[PROBLEM]
Read the records beneath this task and copy every line that contains the string "coordinates".

• • • •

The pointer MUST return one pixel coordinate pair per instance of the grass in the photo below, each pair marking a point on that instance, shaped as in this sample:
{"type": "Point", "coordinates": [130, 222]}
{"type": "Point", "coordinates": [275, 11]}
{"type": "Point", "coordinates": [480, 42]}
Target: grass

• • • •

[EXPECTED ANSWER]
{"type": "Point", "coordinates": [130, 222]}
{"type": "Point", "coordinates": [275, 11]}
{"type": "Point", "coordinates": [480, 42]}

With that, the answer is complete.